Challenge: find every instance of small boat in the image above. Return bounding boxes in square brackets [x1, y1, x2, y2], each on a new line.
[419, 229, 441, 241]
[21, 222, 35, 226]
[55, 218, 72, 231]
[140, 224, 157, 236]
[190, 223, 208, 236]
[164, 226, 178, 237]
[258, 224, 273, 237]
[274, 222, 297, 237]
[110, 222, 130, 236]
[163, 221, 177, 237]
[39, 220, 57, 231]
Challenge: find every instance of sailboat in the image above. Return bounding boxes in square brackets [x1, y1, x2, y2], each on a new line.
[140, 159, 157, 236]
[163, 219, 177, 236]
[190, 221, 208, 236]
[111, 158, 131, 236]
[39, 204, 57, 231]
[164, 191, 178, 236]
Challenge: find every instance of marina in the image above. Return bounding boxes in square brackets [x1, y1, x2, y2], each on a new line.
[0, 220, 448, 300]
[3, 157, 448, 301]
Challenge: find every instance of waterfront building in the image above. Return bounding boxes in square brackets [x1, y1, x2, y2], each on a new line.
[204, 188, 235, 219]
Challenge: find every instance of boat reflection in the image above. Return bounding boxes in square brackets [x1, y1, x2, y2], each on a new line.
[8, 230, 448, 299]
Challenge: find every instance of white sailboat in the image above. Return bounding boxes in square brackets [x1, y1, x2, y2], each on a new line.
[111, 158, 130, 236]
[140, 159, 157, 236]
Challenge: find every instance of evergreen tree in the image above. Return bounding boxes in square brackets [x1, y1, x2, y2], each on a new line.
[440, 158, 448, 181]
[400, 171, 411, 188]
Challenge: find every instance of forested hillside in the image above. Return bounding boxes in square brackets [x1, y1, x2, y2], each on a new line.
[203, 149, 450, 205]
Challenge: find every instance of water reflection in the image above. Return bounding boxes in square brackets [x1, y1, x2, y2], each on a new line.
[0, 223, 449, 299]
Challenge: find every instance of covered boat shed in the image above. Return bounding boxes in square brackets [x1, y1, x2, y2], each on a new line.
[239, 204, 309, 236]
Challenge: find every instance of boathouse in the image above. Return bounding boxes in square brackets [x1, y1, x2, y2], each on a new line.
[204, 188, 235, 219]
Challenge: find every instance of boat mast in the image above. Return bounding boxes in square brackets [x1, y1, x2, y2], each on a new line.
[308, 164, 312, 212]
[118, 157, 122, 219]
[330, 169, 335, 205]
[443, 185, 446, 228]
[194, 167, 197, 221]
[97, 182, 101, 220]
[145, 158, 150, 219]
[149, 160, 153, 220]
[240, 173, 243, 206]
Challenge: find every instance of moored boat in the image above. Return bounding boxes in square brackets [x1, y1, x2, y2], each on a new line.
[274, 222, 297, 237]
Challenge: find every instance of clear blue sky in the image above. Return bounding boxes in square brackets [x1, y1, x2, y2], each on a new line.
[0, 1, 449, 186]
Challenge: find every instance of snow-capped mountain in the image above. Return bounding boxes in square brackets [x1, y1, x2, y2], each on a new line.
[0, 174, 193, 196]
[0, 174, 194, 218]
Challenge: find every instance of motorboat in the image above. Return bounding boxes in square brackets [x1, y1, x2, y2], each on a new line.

EXERCISE INSTRUCTIONS | Please print the listing exactly, keeping each line as it is.

OUTPUT |
Challenge: find every instance of small boat in the image above. Return bounding boxes in square brackets [x1, y1, x2, y2], each on a new line.
[419, 229, 441, 241]
[21, 222, 35, 226]
[55, 218, 72, 231]
[140, 224, 157, 236]
[190, 223, 208, 236]
[164, 226, 178, 237]
[258, 224, 273, 237]
[274, 222, 297, 237]
[110, 222, 130, 236]
[163, 221, 177, 237]
[39, 220, 57, 231]
Challenge: find every instance of sailboat in the image above. Return bounding boxes in square brackets [x1, y1, x2, y2], each on a new line.
[140, 159, 157, 236]
[163, 219, 177, 236]
[190, 221, 208, 236]
[111, 158, 131, 236]
[39, 204, 57, 231]
[164, 191, 178, 236]
Challenge: find every instance of marina in the image above. Return bounding boxes in square brackets [x1, y1, x2, y2], each on a new line.
[0, 220, 448, 300]
[3, 157, 448, 301]
Challenge: find every instance of waterfront building in the image above. Return bounding boxes in square brackets [x1, y1, x2, y2], each on a new line.
[204, 188, 235, 219]
Challenge: find every instance of boat reflection in the image above. Return bounding boxes in square brackets [x1, y1, x2, y2], each on a new line.
[8, 230, 448, 299]
Challenge: find every instance of white sailboat in the image above. Return bounding boxes in square brackets [x1, y1, x2, y2], each on a new line.
[111, 158, 130, 236]
[140, 159, 157, 236]
Challenge: find every instance of evergreen tree in the image above. Return bounding boxes in square brackets [x1, y1, x2, y2], each on a new line.
[440, 158, 448, 181]
[400, 171, 411, 188]
Challenge: find every instance of forested hillside in the image above. Return bounding boxes in square brackets [x1, y1, x2, y2], each on a new line.
[203, 149, 450, 205]
Challenge: find every instance of water reflection in the image above. Return bounding boxes in square brackets [x1, y1, x2, y2], each on a new line.
[0, 223, 449, 299]
Challenge: find every instance of covered boat shed in the image above. Return bounding boxes in square brackets [x1, y1, x2, y2], each on a new line.
[239, 204, 309, 236]
Challenge: find every instance of boathouse in the image above. Return bounding boxes in square brackets [x1, y1, x2, y2], each on a new line.
[204, 188, 235, 219]
Challenge: find every instance of boat mast in the image above. Return bounding boxes in square brackets [x1, y1, x2, y2], each on a new line.
[308, 164, 312, 212]
[118, 157, 122, 219]
[330, 169, 335, 205]
[443, 185, 446, 228]
[194, 167, 197, 221]
[97, 182, 101, 220]
[145, 158, 150, 219]
[149, 160, 153, 220]
[240, 173, 243, 206]
Challenge: find every instance of moored boat in the image above. Return bounding boxes in square brackets [x1, y1, x2, y2], each on a new line.
[274, 222, 297, 237]
Challenge: find every instance of clear blue sky in the image above. Return bounding boxes in square brackets [x1, y1, x2, y2], each on a new line.
[0, 1, 449, 186]
Challenge: find every instance of snow-capped mountain in the image above. Return bounding boxes in square brackets [x1, y1, x2, y2], each on a new line.
[0, 174, 193, 196]
[0, 174, 194, 218]
Challenge: find every instance of motorboat in the image above. Return bounding boxes in square brackets [x1, y1, x2, y2], each on a new line.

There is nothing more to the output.